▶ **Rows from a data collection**

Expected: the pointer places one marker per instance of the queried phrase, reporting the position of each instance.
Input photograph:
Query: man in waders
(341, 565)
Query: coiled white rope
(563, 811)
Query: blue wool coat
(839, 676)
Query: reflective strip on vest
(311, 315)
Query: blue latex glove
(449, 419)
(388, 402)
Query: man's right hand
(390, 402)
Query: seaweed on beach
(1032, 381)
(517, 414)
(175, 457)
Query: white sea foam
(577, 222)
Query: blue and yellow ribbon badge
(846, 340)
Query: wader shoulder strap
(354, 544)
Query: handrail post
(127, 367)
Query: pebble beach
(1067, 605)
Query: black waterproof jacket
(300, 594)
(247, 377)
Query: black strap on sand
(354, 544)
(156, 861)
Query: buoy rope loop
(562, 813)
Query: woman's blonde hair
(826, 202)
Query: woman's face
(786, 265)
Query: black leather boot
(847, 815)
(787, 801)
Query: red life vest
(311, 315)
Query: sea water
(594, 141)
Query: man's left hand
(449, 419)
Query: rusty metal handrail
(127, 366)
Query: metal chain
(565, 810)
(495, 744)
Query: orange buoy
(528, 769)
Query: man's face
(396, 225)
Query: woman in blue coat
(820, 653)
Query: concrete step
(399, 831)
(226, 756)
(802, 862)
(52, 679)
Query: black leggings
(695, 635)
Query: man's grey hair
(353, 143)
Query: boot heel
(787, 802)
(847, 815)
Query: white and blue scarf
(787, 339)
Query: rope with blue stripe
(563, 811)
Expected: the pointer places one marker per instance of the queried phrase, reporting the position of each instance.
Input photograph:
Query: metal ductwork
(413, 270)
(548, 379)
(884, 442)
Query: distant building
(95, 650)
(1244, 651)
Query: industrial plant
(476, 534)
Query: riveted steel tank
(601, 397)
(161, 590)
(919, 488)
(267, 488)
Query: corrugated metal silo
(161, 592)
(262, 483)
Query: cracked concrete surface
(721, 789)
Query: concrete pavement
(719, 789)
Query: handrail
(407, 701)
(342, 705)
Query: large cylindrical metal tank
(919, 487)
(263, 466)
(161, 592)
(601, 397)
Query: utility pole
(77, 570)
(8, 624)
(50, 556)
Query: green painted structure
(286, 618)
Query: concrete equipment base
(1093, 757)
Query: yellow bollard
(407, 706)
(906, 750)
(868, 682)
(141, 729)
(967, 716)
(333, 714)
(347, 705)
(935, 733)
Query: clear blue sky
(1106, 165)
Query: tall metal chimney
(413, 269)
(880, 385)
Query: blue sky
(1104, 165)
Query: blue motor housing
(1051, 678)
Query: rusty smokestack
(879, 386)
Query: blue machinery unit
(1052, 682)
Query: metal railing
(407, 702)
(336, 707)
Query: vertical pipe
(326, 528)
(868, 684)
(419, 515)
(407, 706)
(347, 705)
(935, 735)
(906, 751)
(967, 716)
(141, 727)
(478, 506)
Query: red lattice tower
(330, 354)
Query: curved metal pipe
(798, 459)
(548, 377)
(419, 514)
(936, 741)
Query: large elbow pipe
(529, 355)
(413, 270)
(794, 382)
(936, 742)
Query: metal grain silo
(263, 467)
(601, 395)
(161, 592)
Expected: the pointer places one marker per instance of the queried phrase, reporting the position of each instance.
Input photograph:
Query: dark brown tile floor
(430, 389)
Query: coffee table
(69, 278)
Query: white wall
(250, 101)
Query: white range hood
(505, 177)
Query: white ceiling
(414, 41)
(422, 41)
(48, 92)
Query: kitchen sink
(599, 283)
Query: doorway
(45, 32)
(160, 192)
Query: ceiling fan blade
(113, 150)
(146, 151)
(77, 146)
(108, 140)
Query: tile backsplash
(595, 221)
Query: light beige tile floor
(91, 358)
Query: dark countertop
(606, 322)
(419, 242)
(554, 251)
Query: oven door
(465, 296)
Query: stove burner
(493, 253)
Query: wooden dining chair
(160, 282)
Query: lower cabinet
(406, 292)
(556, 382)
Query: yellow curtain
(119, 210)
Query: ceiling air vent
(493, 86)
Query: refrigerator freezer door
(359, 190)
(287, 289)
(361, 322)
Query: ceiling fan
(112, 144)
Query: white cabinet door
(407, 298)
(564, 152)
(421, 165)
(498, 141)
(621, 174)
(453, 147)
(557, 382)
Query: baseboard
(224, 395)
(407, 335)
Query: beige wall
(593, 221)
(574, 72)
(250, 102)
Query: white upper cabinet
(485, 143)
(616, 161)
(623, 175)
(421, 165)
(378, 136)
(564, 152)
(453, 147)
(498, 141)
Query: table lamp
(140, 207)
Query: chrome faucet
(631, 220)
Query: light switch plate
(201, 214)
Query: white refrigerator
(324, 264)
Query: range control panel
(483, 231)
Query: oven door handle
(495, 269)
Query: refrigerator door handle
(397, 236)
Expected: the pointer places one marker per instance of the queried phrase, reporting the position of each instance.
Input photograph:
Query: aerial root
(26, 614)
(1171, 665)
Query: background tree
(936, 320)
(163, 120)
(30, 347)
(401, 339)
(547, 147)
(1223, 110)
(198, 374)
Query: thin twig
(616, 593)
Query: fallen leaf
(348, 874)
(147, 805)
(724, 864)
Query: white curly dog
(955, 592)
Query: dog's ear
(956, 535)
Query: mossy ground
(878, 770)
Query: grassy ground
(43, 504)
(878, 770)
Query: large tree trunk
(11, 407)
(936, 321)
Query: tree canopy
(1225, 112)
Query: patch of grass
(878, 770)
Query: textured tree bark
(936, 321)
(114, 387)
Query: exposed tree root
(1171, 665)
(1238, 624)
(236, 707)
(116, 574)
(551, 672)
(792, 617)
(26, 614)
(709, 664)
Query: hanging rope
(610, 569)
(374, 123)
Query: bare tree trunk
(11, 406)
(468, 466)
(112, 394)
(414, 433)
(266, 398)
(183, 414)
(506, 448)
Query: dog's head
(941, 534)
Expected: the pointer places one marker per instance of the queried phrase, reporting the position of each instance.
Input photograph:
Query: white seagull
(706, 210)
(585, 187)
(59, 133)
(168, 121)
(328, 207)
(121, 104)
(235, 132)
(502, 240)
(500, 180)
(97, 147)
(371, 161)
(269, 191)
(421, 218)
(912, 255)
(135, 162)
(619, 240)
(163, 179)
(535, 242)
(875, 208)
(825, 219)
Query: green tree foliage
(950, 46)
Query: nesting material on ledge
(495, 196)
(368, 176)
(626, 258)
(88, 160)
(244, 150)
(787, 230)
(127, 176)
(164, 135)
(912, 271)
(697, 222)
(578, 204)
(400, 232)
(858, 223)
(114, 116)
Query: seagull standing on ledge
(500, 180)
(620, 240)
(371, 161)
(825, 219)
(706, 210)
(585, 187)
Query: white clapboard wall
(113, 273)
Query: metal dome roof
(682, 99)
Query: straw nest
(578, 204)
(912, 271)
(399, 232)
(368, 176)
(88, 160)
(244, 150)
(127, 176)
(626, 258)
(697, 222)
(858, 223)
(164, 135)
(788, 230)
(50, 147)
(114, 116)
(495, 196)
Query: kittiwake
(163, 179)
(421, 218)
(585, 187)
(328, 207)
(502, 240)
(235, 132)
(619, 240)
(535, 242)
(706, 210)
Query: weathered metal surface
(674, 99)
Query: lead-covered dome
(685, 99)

▶ **WHAT YOU NEED TO DO**
Could you output every row above again, with no character changed?

▶ **OUTPUT BELOW**
Expected: the pointer places one marker per instance of the queried phrase, reporting the position of each instance.
Input photograph:
Query: man in waders
(341, 565)
Query: coiled white rope
(563, 811)
Query: blue wool coat
(839, 676)
Query: reflective strip on vest
(311, 315)
Query: blue latex glove
(449, 419)
(388, 402)
Query: man's right hand
(390, 402)
Query: seaweed on beach
(1032, 381)
(517, 414)
(175, 457)
Query: white sea foam
(577, 222)
Query: blue and yellow ribbon badge
(846, 340)
Query: wader shoulder strap
(354, 544)
Query: handrail post
(127, 367)
Query: pebble beach
(1067, 605)
Query: black waterproof jacket
(300, 594)
(247, 377)
Query: black strap on sand
(354, 544)
(156, 861)
Query: buoy rope loop
(562, 813)
Query: woman's blonde hair
(826, 202)
Query: woman's face
(786, 265)
Query: black leather boot
(847, 815)
(787, 801)
Query: red life vest
(311, 315)
Query: sea water
(594, 141)
Query: man's left hand
(449, 419)
Query: rusty metal handrail
(127, 366)
Query: metal chain
(565, 810)
(495, 744)
Query: orange buoy
(528, 769)
Query: man's face
(396, 225)
Query: woman in blue coat
(820, 653)
Query: concrete step
(399, 831)
(226, 756)
(802, 862)
(52, 679)
Query: black leggings
(695, 635)
Query: man's grey hair
(353, 143)
Query: boot heel
(787, 802)
(847, 815)
Query: white and blue scarf
(787, 339)
Query: rope with blue stripe
(563, 811)
Expected: the pointer places one marker per instance of the queried phrase, reporting the position of each instance.
Input photograph:
Query: metal ductwork
(413, 270)
(548, 379)
(884, 442)
Query: distant building
(95, 650)
(1244, 651)
Query: industrial plant
(476, 534)
Query: riveted steel tank
(601, 397)
(161, 590)
(919, 488)
(267, 488)
Query: corrugated metal silo
(161, 592)
(262, 483)
Query: cracked concrete surface
(721, 789)
Query: concrete pavement
(719, 789)
Query: handrail
(407, 701)
(342, 705)
Query: large cylindrical metal tank
(919, 487)
(263, 466)
(161, 592)
(601, 397)
Query: utility pole
(77, 570)
(8, 624)
(50, 556)
Query: green painted structure
(286, 618)
Query: concrete equipment base
(1093, 757)
Query: yellow bollard
(407, 706)
(906, 750)
(868, 682)
(141, 729)
(967, 716)
(333, 714)
(347, 705)
(935, 733)
Query: clear blue sky
(1106, 165)
Query: tall metal chimney
(413, 269)
(880, 385)
Query: blue sky
(1104, 165)
Query: blue motor housing
(1051, 678)
Query: rusty smokestack
(879, 386)
Query: blue machinery unit
(1052, 682)
Query: metal railing
(407, 702)
(336, 707)
Query: vertical pipe
(326, 528)
(868, 684)
(419, 515)
(407, 706)
(347, 705)
(935, 735)
(906, 751)
(967, 716)
(141, 727)
(478, 506)
Query: red lattice tower
(330, 354)
Query: curved metal pipe
(798, 459)
(548, 377)
(419, 514)
(936, 741)
Query: large elbow pipe
(529, 355)
(413, 270)
(794, 382)
(936, 742)
Query: metal grain silo
(263, 467)
(601, 395)
(161, 592)
Expected: the pointer places one marker per instance of the queried phrase, reporting the position of each instance.
Input photograph:
Query: dark brown tile floor
(430, 389)
Query: coffee table
(69, 278)
Query: white wall
(250, 101)
Query: white range hood
(505, 177)
Query: white ceiling
(414, 41)
(422, 41)
(48, 92)
Query: kitchen sink
(599, 283)
Query: doorway
(45, 32)
(160, 192)
Query: ceiling fan blade
(113, 150)
(146, 151)
(77, 146)
(108, 140)
Query: tile backsplash
(595, 221)
Query: light beige tile floor
(91, 358)
Query: dark countertop
(606, 322)
(419, 242)
(554, 251)
Query: oven door
(465, 296)
Query: stove burner
(493, 253)
Query: wooden dining chair
(160, 282)
Query: lower cabinet
(406, 292)
(556, 382)
Query: yellow curtain
(119, 210)
Query: ceiling air vent
(493, 86)
Query: refrigerator freezer door
(359, 190)
(287, 289)
(361, 322)
Query: ceiling fan
(112, 144)
Query: white cabinet door
(407, 298)
(564, 152)
(421, 165)
(498, 141)
(621, 174)
(453, 147)
(557, 382)
Query: baseboard
(224, 395)
(407, 335)
Query: beige wall
(593, 221)
(574, 72)
(250, 102)
Query: white upper cabinet
(485, 143)
(616, 161)
(623, 175)
(421, 165)
(378, 136)
(564, 152)
(453, 147)
(498, 141)
Query: table lamp
(140, 207)
Query: chrome faucet
(631, 220)
Query: light switch plate
(201, 214)
Query: white refrigerator
(324, 264)
Query: range control panel
(483, 231)
Query: oven door handle
(495, 269)
Query: refrigerator door handle
(397, 236)
Expected: the pointer places one marker per instance of the queried phrase, reporting the position of each instance.
Input photograph:
Query: aerial root
(26, 614)
(1171, 665)
Query: background tree
(936, 320)
(163, 120)
(30, 347)
(401, 339)
(547, 147)
(1223, 110)
(198, 374)
Query: thin twig
(616, 593)
Query: fallen leaf
(348, 874)
(147, 805)
(724, 864)
Query: white curly dog
(955, 592)
Query: dog's ear
(956, 535)
Query: mossy ground
(878, 770)
Query: grassy ground
(43, 504)
(878, 770)
Query: large tree trunk
(11, 407)
(936, 321)
Query: tree canopy
(1225, 112)
Query: patch of grass
(878, 770)
Query: textured tree bark
(936, 321)
(114, 387)
Query: exposed tree root
(1171, 665)
(1238, 624)
(236, 707)
(116, 574)
(551, 672)
(792, 617)
(26, 614)
(709, 664)
Query: hanging rope
(610, 569)
(374, 123)
Query: bare tree trunk
(11, 406)
(468, 466)
(112, 394)
(414, 433)
(266, 398)
(183, 414)
(506, 448)
Query: dog's head
(941, 534)
Expected: the pointer places one marker per instance of the queried phrase, reporting the position of each instance.
Input photograph:
Query: white seagull
(706, 210)
(585, 187)
(59, 133)
(168, 121)
(328, 207)
(121, 104)
(235, 132)
(502, 240)
(500, 180)
(97, 147)
(371, 161)
(269, 191)
(421, 218)
(912, 255)
(135, 162)
(619, 240)
(163, 179)
(535, 242)
(875, 208)
(825, 219)
Query: green tree foliage
(950, 46)
Query: nesting material on ledge
(495, 196)
(368, 176)
(626, 258)
(88, 160)
(244, 150)
(787, 230)
(127, 176)
(164, 135)
(912, 271)
(697, 222)
(578, 204)
(400, 232)
(858, 223)
(114, 116)
Query: seagull standing on ledge
(500, 180)
(620, 240)
(371, 161)
(825, 219)
(706, 210)
(585, 187)
Query: white clapboard wall
(113, 273)
Query: metal dome roof
(682, 99)
Query: straw nest
(578, 204)
(912, 271)
(399, 232)
(368, 176)
(88, 160)
(244, 150)
(127, 176)
(626, 258)
(697, 222)
(858, 223)
(164, 135)
(788, 230)
(50, 147)
(114, 116)
(495, 196)
Query: kittiwake
(163, 179)
(421, 218)
(585, 187)
(328, 207)
(502, 240)
(235, 132)
(619, 240)
(535, 242)
(706, 210)
Query: weathered metal surface
(674, 99)
Query: lead-covered dome
(685, 99)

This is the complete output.